WORK INSTRUCTIONS: Below is a block of entries; repeat exactly the lines starting at the line that contains "of the long" and ending at the line that contains "of the eyeglasses", both included.

(Region pointing data)
################
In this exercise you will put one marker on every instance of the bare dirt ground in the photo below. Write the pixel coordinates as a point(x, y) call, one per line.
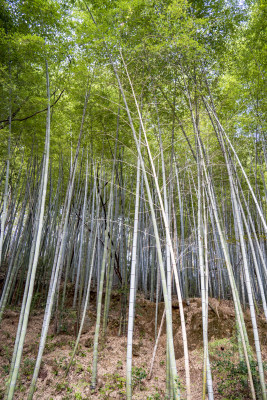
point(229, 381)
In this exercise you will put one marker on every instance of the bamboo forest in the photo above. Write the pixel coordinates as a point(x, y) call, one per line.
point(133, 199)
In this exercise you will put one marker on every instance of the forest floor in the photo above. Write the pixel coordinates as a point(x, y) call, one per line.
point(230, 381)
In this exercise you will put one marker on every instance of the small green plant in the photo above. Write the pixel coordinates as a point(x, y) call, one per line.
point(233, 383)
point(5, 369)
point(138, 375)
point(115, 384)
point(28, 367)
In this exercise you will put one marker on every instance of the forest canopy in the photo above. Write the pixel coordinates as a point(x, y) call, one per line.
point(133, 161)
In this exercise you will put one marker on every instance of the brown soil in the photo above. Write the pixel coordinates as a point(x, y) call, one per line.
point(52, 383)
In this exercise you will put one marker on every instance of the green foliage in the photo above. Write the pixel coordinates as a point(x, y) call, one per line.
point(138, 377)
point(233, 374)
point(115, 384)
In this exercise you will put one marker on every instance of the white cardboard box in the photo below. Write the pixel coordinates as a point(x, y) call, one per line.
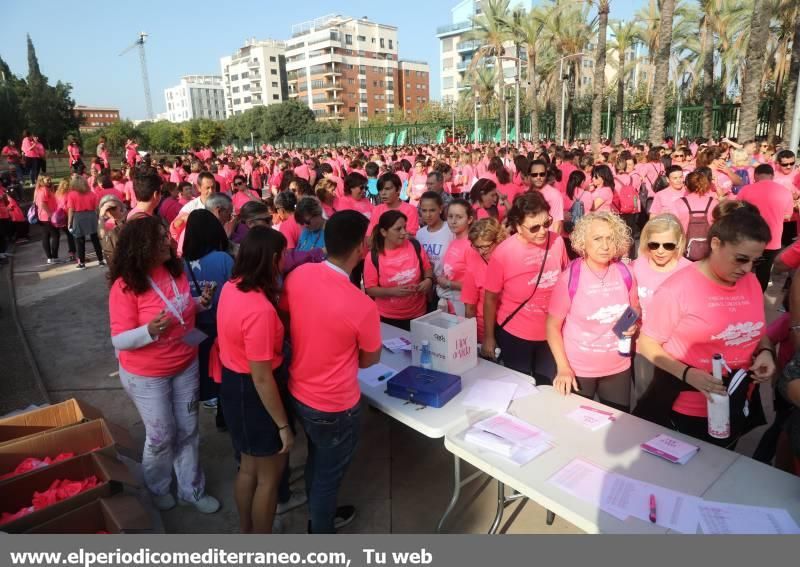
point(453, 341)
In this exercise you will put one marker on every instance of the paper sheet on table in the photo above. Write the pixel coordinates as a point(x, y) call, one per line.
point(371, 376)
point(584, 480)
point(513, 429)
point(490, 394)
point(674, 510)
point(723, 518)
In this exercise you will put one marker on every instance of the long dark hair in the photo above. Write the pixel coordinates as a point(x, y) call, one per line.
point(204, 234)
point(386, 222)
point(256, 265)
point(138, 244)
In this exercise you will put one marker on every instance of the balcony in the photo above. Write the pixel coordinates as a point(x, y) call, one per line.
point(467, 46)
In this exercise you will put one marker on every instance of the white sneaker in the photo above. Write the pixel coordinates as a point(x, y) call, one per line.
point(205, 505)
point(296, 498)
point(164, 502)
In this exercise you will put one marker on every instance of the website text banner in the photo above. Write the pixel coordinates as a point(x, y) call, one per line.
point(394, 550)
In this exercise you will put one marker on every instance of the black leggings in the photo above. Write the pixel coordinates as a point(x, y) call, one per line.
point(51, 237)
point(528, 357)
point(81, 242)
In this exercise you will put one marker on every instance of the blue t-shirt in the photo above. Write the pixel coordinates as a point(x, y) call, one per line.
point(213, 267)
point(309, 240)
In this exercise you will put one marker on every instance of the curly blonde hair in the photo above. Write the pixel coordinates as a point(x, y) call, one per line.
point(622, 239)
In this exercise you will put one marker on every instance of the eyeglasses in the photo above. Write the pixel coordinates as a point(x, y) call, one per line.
################
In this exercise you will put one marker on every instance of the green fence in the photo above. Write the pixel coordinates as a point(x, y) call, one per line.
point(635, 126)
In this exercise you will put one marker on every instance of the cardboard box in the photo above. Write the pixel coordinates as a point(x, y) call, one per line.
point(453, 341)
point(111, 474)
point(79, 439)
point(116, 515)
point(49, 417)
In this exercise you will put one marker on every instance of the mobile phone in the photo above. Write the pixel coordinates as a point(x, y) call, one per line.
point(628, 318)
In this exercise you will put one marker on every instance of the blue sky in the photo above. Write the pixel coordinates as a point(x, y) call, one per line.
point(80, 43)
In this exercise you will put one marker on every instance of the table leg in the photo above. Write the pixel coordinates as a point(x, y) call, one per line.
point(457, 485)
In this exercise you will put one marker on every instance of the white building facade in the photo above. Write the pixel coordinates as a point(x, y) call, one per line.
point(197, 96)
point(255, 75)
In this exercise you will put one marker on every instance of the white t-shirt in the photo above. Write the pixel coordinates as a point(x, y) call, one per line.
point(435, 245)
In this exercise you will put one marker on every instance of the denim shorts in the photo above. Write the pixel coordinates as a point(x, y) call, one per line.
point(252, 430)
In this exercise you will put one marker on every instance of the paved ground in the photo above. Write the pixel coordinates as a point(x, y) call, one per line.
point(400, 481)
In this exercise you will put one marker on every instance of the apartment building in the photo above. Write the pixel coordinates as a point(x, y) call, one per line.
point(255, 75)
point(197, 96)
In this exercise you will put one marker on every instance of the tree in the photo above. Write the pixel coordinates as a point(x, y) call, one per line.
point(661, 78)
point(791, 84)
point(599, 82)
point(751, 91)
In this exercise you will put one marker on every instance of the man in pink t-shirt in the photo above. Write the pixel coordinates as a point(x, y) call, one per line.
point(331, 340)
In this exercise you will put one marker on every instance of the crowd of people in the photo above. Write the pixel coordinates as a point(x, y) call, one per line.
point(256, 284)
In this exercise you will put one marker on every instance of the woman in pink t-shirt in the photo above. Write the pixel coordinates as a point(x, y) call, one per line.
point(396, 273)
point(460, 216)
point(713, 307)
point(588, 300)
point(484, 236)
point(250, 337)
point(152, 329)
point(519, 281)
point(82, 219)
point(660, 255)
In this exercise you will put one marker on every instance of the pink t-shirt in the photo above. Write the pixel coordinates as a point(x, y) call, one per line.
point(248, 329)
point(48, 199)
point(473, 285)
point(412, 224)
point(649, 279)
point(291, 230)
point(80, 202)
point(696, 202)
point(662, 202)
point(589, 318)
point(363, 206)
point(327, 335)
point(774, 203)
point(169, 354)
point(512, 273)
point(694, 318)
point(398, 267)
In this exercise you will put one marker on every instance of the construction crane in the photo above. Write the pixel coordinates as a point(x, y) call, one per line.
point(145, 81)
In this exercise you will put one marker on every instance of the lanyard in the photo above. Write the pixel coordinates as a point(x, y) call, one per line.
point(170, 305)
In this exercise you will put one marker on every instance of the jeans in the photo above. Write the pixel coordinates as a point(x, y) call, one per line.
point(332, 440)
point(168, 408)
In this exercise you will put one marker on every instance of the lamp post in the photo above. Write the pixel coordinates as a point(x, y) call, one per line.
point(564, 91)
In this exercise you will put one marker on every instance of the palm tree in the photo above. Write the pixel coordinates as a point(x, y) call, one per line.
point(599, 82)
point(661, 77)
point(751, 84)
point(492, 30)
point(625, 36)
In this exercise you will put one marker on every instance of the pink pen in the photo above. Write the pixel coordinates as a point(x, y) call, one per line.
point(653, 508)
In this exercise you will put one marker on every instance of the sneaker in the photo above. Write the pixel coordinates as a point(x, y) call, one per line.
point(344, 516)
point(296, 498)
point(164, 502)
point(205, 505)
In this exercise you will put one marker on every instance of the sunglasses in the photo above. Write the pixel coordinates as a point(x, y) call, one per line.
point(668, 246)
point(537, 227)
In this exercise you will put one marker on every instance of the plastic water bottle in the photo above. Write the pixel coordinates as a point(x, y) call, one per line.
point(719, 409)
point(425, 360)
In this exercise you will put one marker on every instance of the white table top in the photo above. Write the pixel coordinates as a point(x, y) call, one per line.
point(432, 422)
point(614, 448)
################
ANSWER TO THIS EXERCISE:
In this exercise you will put one marker on every instance of the long dark hair in the photo above. Write the pixel coordinates as a point(x, y) call, one per line.
point(204, 234)
point(386, 222)
point(256, 265)
point(138, 244)
In this exercise you will put one marker on every instance of the balcony in the photo above. Write the pixel coordinates as a point(x, y) call, one per line.
point(467, 46)
In this exercise you will put one marker on every instance of the white sneaker in the photo above. Write the pixel coordinates as a point(x, y) call, one per line.
point(205, 505)
point(296, 498)
point(164, 502)
In this exercise you will put one marker on every instance of the website text banner in the photo above. Write the pixel coordinates as a point(x, y) call, one per line.
point(394, 550)
In this exercise you will put one marker on every instance of the black leggings in the photo above. Write the pixel coordinates as a point(x, y) call, one per line.
point(51, 237)
point(528, 357)
point(81, 242)
In this exercise you will put one marker on every instance of the blue t-shirt in the photo above. Write the pixel coordinates as a point(x, y) call, one per line.
point(213, 267)
point(309, 240)
In this exercise you will put one marker on every instance of the curly blonde hair in the photo above. Write the pixel coordinates as a point(x, y) call, one per line.
point(622, 239)
In this exercise you will put one marker on every instance of the eyeglasses in the photo above. Write the pixel coordinates as a point(x, y) call, one per line.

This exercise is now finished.